(Entries from a point labeling set)
-------
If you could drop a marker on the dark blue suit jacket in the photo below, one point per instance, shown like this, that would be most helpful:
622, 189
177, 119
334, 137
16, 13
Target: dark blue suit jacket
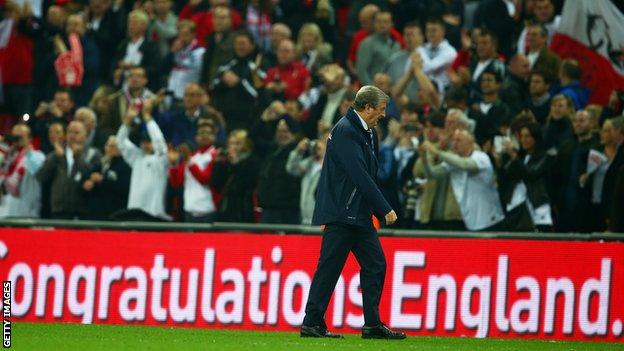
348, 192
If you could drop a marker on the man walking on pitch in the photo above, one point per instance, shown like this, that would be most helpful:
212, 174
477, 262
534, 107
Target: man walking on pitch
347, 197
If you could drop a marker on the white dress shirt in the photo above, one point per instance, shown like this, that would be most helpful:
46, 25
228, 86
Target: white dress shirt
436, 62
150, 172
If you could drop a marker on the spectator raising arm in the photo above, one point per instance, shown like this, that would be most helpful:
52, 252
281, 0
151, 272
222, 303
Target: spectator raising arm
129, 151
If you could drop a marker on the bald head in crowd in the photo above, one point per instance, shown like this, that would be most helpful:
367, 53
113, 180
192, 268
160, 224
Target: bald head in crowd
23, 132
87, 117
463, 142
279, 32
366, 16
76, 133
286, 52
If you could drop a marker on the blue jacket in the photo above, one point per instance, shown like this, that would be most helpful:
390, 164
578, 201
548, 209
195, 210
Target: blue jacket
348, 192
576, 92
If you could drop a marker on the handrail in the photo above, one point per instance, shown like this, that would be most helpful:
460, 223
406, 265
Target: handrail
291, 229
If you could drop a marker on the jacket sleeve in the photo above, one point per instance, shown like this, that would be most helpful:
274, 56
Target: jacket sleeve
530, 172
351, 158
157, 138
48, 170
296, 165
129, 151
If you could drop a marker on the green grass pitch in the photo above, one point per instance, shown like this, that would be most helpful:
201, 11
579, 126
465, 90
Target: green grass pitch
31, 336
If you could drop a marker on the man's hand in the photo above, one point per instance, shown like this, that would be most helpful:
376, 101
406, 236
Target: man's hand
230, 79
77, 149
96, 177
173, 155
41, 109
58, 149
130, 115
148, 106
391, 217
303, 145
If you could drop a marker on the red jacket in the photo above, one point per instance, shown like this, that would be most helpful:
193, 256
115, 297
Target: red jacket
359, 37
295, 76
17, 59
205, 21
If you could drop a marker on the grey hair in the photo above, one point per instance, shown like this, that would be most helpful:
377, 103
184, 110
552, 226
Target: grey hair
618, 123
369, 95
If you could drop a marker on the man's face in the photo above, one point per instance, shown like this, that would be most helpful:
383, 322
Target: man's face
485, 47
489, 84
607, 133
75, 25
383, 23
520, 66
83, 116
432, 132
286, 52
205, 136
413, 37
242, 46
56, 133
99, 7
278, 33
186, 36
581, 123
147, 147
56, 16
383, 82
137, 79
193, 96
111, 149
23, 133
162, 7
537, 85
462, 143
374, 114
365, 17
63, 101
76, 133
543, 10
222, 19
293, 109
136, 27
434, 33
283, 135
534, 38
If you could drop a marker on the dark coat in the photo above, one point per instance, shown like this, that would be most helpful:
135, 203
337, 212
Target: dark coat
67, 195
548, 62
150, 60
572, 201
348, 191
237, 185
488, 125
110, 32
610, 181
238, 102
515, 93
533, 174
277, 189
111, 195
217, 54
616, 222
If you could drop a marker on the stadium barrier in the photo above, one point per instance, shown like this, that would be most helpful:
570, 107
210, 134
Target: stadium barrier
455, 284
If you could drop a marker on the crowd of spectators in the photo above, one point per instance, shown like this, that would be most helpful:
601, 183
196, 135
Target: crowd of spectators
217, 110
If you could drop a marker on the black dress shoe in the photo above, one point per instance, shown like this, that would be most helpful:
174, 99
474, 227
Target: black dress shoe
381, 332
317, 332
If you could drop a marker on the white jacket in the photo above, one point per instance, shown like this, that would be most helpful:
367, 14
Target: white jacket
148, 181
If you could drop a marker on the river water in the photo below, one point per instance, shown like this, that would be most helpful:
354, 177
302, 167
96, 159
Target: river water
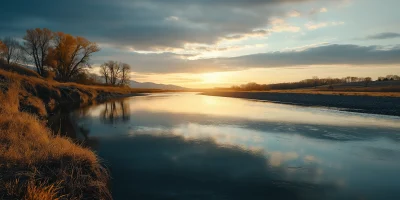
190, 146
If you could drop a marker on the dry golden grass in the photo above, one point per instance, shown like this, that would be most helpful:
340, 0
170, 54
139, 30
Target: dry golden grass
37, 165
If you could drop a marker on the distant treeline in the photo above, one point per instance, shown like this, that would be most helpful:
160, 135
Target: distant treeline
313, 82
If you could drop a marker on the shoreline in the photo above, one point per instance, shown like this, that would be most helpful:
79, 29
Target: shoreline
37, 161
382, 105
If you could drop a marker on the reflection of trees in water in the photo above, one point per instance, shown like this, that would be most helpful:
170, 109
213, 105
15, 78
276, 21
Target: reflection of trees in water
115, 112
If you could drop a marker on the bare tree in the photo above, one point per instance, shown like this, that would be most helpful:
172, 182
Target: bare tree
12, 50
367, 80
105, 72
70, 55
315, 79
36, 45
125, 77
-------
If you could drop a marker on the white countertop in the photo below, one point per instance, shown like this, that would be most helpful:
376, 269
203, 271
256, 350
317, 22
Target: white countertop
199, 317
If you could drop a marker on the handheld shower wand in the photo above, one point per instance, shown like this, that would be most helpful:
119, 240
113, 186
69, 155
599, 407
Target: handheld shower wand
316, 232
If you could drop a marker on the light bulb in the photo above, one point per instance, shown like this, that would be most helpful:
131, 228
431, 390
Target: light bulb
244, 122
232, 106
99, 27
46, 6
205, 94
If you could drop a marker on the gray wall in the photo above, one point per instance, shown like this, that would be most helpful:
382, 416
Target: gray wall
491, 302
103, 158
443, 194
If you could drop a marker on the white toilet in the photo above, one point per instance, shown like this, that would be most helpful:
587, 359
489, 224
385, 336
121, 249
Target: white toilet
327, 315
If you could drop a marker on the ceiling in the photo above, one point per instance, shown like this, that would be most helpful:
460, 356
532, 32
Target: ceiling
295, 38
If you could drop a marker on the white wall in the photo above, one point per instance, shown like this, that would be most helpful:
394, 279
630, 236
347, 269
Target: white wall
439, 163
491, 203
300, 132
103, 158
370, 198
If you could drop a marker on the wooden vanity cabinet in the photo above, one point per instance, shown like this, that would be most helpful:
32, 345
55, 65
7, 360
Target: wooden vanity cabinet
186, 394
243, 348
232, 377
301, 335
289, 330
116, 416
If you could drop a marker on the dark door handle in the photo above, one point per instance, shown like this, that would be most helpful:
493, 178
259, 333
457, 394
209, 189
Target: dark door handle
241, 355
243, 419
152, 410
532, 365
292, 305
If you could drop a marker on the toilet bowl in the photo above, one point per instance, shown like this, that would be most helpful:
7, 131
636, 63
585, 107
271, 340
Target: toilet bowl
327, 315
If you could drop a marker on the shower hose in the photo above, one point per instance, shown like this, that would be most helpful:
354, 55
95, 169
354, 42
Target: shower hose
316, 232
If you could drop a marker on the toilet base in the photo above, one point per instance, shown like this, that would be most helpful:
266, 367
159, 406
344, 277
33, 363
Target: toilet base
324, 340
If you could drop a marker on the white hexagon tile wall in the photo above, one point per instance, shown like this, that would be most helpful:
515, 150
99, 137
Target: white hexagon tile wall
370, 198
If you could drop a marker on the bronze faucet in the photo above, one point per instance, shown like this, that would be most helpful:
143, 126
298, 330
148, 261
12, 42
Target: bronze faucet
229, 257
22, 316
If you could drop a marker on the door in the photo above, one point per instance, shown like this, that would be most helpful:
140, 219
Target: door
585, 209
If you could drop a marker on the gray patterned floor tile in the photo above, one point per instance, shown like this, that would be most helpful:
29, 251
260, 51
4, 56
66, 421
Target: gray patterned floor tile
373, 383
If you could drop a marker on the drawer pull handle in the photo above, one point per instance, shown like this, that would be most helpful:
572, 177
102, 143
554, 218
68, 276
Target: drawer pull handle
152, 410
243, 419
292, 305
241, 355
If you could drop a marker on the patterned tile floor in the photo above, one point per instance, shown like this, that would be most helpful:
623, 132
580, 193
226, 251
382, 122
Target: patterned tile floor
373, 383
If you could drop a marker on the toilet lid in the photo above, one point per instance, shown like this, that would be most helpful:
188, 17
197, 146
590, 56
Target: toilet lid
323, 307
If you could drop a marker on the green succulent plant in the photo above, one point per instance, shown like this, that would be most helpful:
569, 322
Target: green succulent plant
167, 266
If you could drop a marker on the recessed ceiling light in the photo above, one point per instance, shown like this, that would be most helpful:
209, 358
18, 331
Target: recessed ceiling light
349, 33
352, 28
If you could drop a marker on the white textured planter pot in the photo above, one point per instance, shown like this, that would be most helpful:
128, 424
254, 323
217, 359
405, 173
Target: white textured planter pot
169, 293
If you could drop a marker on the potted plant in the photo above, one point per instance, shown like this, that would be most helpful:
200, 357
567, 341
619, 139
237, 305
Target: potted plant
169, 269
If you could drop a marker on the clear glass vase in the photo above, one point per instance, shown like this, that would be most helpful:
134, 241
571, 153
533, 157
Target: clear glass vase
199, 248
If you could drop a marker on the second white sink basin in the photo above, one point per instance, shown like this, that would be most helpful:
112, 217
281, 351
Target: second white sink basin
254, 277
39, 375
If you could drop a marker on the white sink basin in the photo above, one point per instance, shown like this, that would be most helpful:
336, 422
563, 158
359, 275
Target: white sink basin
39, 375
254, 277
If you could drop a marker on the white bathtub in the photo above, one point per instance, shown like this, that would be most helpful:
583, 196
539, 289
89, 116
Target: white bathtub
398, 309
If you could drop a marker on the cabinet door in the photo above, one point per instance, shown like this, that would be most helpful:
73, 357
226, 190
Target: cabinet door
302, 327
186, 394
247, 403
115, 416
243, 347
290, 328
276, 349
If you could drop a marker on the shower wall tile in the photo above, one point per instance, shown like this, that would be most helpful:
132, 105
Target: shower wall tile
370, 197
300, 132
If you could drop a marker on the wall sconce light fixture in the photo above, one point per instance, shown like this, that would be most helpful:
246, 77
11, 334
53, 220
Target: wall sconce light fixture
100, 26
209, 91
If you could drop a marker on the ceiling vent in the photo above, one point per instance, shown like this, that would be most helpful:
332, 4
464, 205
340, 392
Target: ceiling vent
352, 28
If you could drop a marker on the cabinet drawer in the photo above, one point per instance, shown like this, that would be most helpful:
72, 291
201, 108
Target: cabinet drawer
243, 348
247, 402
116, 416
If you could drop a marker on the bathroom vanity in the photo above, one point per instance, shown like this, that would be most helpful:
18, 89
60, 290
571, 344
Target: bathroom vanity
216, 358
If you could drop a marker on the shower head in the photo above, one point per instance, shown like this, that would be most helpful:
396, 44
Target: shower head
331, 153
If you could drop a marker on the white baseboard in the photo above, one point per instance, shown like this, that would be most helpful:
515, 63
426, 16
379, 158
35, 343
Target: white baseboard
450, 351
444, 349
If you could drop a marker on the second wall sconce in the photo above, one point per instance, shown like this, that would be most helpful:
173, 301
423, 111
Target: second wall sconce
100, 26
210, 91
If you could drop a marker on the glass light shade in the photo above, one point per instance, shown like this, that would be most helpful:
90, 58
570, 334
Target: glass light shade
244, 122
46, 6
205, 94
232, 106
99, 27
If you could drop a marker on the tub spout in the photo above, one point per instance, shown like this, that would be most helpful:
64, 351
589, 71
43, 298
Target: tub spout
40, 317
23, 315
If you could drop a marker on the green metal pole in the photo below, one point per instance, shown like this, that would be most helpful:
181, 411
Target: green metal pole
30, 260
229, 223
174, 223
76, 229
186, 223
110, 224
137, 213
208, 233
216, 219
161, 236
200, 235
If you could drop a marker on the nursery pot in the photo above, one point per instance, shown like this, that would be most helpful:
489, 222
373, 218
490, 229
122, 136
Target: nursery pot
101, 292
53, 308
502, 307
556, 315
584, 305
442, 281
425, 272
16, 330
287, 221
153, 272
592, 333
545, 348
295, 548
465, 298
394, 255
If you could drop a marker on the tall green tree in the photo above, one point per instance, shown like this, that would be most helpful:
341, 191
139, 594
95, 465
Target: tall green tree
-------
▶ **Problem statement**: Report how many lines of the entries contain the string "sconce", counting only matches in the same case, and reply with the number alone.

▶ **Full answer**: 4